TASK OBJECTIVE
Report each line of the entries below that includes "roof".
______________________________
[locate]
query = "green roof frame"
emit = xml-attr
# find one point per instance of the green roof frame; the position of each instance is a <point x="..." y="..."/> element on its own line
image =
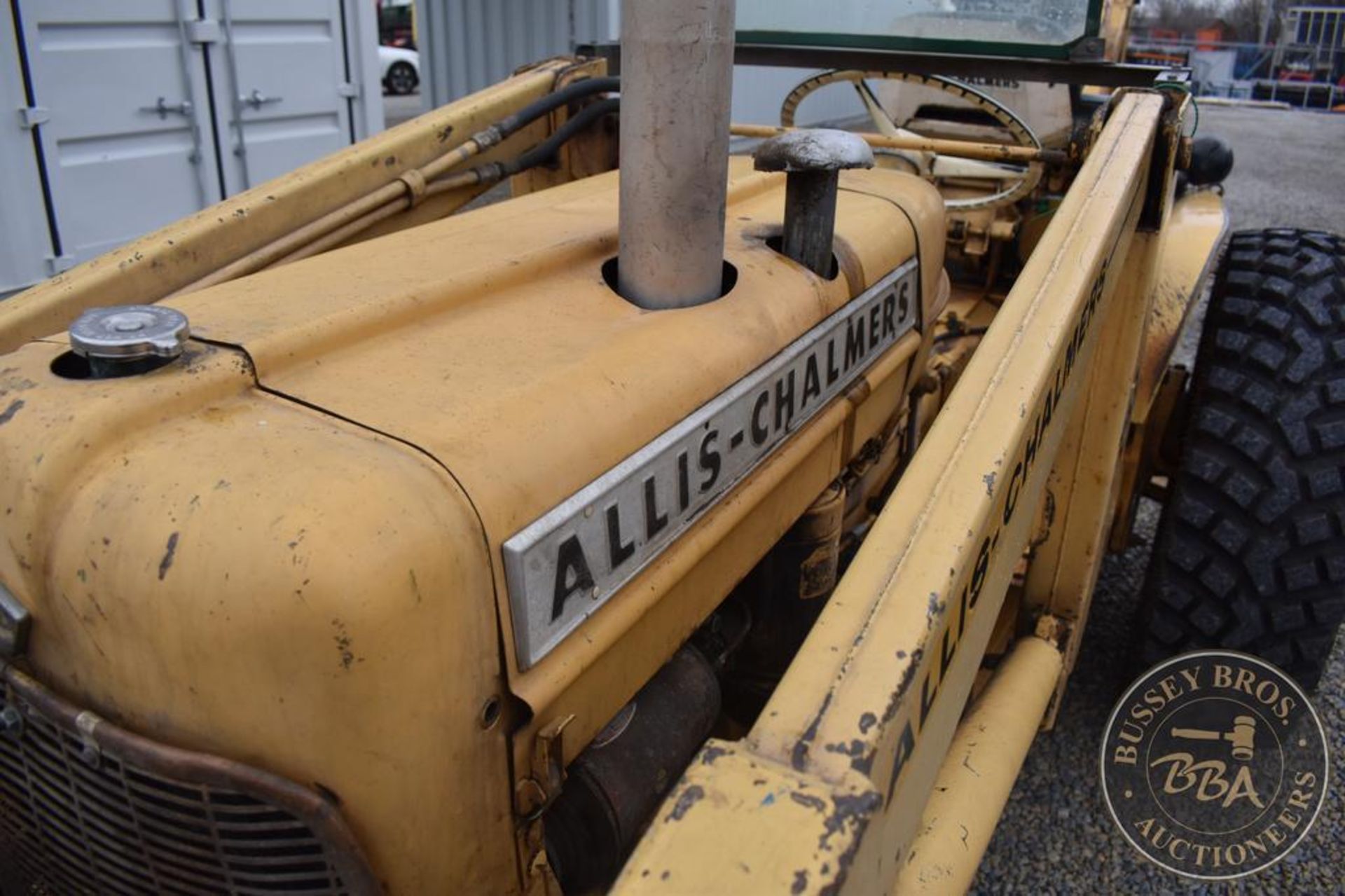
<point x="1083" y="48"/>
______________________________
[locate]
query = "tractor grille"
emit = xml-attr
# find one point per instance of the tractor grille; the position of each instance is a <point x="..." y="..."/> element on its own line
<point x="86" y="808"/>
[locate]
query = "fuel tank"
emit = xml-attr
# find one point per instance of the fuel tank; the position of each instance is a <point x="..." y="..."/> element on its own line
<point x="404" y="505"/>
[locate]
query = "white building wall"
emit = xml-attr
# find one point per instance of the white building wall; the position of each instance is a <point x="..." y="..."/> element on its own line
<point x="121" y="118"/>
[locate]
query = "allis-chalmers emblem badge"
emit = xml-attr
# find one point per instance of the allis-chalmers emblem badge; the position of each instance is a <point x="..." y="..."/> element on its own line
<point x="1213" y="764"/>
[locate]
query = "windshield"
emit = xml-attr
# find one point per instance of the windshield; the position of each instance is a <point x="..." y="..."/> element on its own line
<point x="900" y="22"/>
______________________________
FINAL ANSWER
query = "green roof frame"
# find one point per instance of the green roof frame; the position of each instance is a <point x="..." y="..."/> element on its own line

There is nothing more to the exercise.